### Goal
In the listing, locate the line containing "of the branch", then quote it and all following lines exactly. Omit pictures.

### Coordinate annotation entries
START

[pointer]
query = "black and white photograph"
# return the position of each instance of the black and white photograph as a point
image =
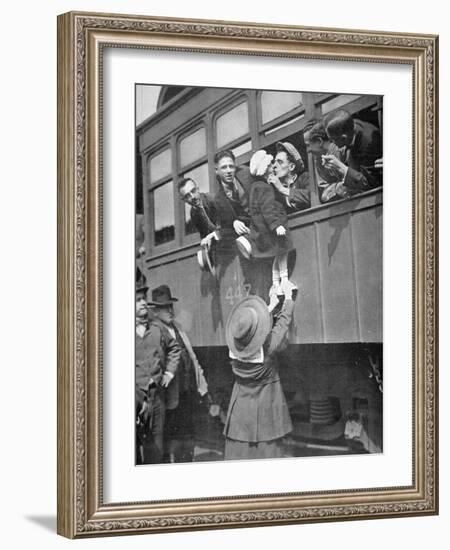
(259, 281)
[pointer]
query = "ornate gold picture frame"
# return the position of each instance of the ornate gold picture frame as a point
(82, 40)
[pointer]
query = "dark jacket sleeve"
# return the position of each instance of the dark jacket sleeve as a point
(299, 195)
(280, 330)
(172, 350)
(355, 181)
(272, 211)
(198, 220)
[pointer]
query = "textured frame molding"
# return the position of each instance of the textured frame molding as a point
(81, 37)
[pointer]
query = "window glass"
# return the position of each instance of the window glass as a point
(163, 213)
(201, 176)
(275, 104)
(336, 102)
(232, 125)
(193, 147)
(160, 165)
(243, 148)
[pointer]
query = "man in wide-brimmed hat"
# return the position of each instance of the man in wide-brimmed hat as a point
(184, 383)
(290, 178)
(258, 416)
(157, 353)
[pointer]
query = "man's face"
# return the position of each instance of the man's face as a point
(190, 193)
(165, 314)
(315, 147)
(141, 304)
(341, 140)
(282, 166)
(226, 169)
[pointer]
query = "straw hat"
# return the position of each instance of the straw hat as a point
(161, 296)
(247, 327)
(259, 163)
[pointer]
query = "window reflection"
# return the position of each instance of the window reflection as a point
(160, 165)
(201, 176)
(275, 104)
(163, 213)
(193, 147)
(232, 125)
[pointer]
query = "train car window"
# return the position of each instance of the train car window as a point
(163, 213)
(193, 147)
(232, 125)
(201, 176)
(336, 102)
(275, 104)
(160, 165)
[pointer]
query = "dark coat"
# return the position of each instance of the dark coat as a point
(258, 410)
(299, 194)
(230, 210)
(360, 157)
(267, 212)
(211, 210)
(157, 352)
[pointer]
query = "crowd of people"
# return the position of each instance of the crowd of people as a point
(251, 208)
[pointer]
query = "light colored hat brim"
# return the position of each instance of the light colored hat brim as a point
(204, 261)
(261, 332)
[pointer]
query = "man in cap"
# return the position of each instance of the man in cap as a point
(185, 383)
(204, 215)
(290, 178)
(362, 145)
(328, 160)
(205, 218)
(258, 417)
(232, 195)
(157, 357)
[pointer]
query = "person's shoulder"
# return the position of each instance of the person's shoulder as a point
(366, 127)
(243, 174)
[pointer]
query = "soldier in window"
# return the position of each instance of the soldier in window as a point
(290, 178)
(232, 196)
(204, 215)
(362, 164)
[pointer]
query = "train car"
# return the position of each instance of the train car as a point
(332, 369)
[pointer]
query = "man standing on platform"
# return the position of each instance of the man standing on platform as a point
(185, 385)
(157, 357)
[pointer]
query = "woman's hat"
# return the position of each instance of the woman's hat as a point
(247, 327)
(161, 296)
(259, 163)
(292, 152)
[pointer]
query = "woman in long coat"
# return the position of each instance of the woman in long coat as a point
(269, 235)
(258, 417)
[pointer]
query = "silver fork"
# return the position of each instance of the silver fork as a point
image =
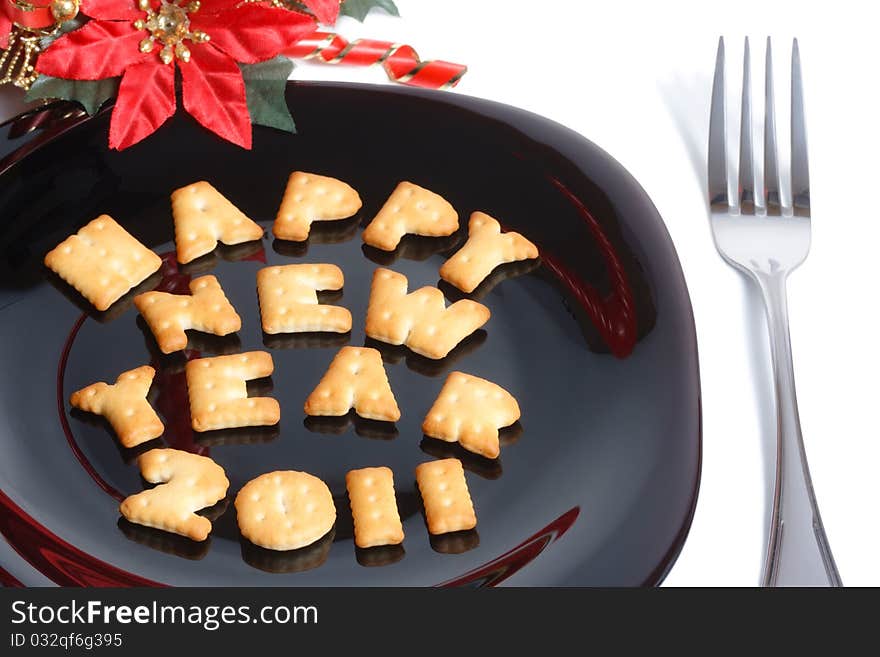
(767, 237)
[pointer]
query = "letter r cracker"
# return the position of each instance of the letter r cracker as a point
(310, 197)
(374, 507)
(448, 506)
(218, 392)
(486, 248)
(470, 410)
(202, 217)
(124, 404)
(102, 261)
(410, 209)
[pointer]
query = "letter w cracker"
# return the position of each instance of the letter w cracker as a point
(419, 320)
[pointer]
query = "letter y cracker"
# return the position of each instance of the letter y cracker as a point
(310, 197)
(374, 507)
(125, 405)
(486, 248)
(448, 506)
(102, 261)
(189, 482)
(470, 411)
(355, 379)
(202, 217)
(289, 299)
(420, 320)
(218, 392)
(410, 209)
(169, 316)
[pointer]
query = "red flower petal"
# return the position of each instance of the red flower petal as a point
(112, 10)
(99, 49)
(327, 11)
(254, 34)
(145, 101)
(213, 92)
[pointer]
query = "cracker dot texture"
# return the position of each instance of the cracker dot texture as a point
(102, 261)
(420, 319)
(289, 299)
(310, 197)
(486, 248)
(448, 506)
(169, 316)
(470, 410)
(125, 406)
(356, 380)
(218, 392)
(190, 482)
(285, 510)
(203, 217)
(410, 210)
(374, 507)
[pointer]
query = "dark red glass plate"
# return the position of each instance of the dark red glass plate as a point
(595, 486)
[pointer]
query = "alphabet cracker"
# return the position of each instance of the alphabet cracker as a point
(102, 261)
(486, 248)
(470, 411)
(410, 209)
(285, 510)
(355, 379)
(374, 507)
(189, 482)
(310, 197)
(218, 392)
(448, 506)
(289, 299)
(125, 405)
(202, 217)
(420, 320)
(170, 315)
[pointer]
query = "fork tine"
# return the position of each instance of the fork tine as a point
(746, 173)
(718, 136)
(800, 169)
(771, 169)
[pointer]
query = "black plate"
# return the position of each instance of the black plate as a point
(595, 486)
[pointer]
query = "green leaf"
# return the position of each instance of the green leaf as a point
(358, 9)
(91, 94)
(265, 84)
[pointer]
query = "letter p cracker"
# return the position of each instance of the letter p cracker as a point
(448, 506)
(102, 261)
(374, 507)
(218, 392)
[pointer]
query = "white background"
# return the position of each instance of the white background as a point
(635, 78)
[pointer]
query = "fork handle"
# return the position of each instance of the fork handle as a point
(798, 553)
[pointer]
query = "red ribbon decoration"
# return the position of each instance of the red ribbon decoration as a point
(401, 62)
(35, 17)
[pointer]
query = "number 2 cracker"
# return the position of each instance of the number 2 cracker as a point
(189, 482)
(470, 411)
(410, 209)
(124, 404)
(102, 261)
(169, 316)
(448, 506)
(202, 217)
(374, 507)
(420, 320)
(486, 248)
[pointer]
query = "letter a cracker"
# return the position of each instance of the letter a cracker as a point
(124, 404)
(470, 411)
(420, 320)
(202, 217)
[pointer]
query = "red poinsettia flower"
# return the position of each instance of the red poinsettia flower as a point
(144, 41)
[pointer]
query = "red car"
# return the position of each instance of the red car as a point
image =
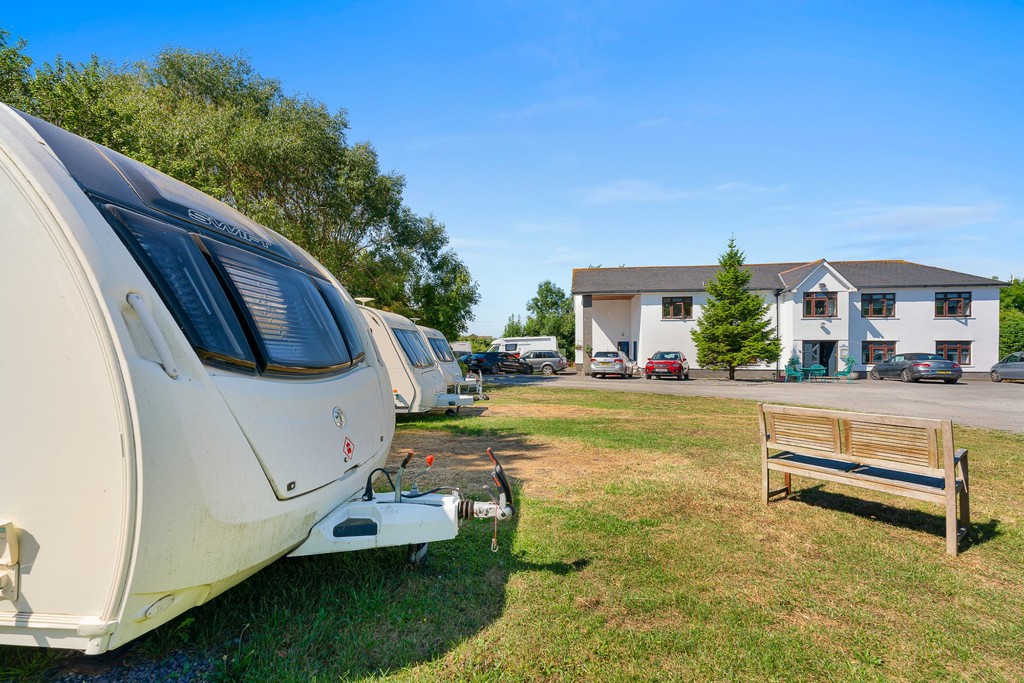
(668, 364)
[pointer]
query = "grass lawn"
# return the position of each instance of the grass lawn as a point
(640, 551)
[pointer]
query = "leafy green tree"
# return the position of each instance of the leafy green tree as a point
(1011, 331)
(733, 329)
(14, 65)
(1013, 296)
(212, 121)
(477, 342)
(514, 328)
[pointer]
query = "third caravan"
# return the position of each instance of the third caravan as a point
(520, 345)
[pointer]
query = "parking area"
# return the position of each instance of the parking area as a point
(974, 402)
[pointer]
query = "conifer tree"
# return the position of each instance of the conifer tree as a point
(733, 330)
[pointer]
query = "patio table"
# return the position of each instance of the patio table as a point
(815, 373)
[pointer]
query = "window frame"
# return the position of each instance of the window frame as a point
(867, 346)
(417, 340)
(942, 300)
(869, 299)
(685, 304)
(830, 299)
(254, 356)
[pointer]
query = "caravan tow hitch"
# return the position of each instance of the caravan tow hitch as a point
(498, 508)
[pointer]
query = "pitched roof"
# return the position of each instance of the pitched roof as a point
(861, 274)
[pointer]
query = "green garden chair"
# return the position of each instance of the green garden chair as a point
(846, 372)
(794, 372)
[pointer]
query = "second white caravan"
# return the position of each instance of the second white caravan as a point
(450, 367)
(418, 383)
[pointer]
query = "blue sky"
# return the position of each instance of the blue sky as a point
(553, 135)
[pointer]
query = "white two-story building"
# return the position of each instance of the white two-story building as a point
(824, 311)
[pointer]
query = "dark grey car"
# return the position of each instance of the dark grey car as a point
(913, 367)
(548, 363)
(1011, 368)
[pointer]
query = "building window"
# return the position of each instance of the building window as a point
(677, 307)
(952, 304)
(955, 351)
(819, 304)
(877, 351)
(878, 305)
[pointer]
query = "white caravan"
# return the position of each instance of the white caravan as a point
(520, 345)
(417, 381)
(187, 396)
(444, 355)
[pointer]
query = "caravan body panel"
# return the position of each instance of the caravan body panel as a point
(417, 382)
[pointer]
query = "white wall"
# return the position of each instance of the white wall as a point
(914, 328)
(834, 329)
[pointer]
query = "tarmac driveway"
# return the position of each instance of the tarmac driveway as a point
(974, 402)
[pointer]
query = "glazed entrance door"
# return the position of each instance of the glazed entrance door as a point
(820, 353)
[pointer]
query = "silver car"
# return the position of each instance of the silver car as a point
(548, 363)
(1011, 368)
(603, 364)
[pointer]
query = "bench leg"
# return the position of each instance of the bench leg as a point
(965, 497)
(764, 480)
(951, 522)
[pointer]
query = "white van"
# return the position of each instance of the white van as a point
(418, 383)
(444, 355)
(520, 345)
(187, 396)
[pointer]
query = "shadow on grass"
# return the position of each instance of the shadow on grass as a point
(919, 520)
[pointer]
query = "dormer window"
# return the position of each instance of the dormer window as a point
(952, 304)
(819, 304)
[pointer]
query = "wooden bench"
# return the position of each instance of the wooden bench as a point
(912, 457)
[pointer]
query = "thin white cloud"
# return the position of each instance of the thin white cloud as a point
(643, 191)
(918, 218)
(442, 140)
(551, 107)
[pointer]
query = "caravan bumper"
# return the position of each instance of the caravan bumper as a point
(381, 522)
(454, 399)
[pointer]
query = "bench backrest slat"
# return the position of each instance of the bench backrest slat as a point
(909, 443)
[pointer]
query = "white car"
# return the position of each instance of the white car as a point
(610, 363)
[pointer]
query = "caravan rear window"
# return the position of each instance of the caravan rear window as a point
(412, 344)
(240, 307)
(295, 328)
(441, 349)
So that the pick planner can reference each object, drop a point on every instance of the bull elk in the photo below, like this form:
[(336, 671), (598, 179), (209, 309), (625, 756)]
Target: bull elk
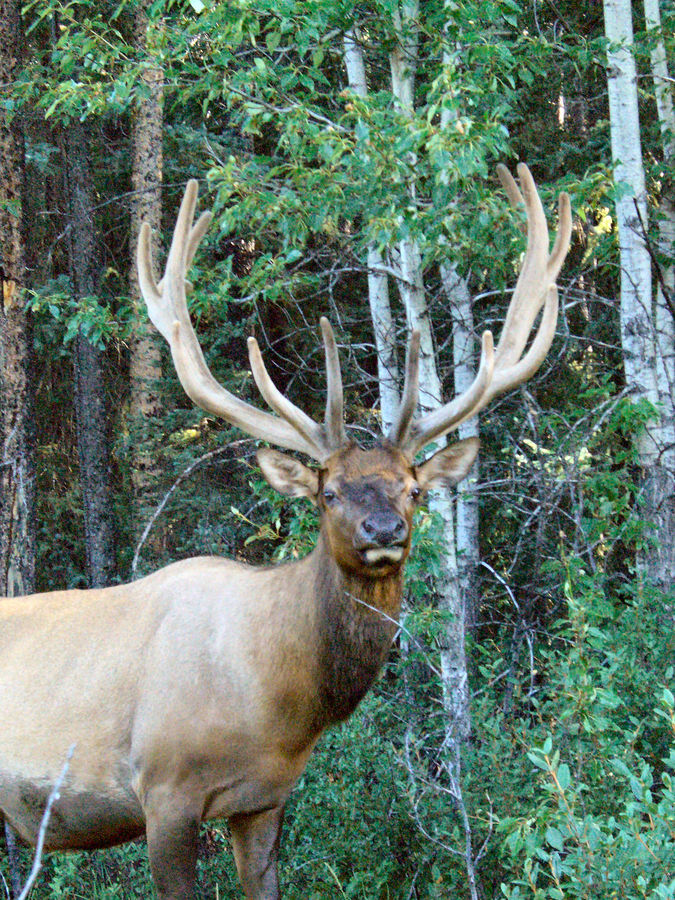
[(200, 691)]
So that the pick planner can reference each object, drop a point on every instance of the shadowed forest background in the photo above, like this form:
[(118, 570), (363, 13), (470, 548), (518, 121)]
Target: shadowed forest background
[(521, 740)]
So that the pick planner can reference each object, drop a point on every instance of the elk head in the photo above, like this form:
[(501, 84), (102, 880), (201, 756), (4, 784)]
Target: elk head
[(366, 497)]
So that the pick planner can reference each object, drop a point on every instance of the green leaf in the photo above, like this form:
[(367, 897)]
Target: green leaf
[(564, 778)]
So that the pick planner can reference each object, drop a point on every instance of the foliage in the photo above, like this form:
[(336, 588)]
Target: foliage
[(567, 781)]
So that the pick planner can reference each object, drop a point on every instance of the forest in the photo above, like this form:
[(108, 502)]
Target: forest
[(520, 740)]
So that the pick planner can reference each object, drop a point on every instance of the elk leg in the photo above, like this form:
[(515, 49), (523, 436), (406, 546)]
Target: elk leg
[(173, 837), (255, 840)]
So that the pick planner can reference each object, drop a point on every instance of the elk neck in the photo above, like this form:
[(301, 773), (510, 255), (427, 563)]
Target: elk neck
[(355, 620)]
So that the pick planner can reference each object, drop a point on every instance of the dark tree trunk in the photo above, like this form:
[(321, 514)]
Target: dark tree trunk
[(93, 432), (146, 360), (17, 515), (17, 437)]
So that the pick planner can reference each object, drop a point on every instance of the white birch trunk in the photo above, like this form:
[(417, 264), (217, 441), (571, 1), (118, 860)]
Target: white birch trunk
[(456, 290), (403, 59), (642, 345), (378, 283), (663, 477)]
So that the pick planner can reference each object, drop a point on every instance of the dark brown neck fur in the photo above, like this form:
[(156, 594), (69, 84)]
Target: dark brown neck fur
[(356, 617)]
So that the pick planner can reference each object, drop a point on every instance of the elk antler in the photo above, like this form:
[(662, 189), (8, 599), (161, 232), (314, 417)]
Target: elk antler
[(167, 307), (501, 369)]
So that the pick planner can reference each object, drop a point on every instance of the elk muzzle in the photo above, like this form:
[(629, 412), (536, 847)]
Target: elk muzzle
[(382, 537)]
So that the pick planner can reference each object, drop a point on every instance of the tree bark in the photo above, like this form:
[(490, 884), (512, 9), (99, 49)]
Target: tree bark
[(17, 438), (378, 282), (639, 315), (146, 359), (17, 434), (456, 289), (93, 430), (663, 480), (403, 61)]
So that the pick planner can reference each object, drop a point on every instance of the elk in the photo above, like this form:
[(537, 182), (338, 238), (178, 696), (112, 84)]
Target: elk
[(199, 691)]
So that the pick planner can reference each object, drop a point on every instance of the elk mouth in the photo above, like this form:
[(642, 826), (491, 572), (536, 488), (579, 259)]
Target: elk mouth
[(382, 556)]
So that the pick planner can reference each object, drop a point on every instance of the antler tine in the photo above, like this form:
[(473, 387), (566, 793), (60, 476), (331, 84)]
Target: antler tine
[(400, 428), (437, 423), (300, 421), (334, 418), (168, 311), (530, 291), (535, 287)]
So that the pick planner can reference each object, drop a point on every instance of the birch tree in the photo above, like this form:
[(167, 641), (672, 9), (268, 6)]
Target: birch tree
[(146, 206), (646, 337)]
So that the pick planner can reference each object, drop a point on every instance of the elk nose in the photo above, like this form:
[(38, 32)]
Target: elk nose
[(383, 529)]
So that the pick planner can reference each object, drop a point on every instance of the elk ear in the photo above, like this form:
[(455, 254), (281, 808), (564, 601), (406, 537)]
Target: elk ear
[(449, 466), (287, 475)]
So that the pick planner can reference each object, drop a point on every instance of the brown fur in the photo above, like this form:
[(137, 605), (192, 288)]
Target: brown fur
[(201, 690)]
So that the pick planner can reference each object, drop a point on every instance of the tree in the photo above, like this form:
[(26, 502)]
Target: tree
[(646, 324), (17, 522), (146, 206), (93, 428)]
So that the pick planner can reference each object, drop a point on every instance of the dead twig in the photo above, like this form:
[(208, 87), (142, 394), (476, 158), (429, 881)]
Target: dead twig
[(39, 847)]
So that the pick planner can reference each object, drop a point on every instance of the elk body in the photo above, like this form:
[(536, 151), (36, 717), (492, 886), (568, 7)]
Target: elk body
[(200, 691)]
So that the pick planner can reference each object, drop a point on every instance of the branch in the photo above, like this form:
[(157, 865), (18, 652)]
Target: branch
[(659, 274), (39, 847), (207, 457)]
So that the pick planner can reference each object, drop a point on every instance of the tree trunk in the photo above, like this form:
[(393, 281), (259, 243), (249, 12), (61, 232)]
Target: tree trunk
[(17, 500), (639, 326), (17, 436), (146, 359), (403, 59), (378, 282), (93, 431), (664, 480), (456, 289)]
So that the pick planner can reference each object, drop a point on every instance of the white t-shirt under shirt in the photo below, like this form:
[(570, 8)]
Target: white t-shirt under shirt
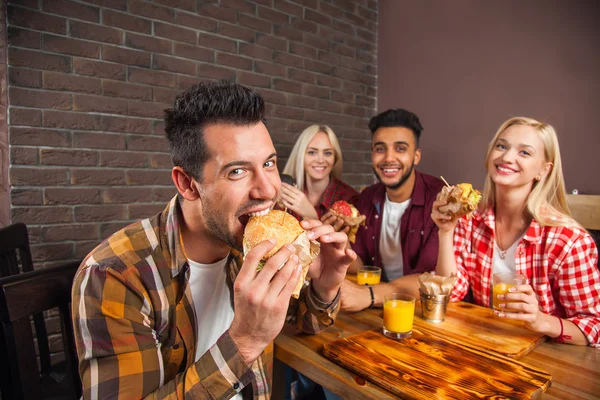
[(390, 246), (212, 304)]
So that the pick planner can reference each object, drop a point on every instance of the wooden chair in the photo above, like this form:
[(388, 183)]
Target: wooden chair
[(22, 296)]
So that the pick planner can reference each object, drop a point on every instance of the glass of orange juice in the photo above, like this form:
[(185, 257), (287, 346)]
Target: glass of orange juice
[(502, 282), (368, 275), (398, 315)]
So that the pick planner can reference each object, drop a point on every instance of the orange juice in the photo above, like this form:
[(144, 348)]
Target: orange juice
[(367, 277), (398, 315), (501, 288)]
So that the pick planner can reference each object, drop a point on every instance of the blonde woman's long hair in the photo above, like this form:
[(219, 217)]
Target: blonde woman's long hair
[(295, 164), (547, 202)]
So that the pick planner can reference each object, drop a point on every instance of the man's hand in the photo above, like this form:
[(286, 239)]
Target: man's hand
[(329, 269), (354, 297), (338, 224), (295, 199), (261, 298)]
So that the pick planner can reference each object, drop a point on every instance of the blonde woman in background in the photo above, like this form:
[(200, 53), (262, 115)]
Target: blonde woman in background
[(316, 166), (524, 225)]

END

### Solution to this exercise
So that the pick planner can reference each object, drop a point on every instance of the branch in the photo above, like this form:
[(157, 865), (18, 652)]
Target: branch
[(659, 274), (39, 847), (207, 457)]
So that the pick planner can reference each object, drop a point on every instance of the tree trunk in the photo above, like this form:
[(393, 281), (259, 243), (249, 12), (61, 232)]
Target: tree trunk
[(17, 500), (639, 326), (17, 436), (146, 359), (403, 59), (378, 282), (93, 431), (664, 480), (456, 289)]
So that the pick planner can reference each object, drop a point on every instance of the white t-shirt under shirt in the photo below, like this form:
[(570, 8)]
Target: white t-shirt under shirt
[(390, 246), (212, 304)]
So that the pick planner can reference each object, drop a point on every instance of the wooden chair in the photo above, like this form:
[(388, 183)]
Target: wooden chair
[(22, 296)]
So that the pick planner can reference each object, drop a point on every instance of the glass of orange juice in the photo above, like this form:
[(185, 257), (287, 346)]
Target: glass of orange juice
[(502, 282), (368, 275), (398, 315)]
So that the pick planner can reference each object, drop a point on every instance of the orange juice in the photo above, like this form:
[(144, 348)]
Target: orange juice
[(367, 277), (398, 315), (501, 288)]
So that the pick planner can reference each object, drop a point on every instance of the blonde woman's long hair in the photo above, like this form:
[(219, 217)]
Target: blonde woman's long hair
[(295, 164), (547, 202)]
So that the pick planner can reference each object, drop a point on every instance of the man's hand in the photo above, like this form:
[(286, 239)]
Target: man's hand
[(329, 269), (354, 297), (338, 224), (295, 199), (261, 298)]
So that the pick planner can reference each object, drop a point on every instance of the blonde woman in background in the photo above, like this form:
[(200, 53), (262, 115)]
Target: blonde woman in background
[(316, 166), (524, 225)]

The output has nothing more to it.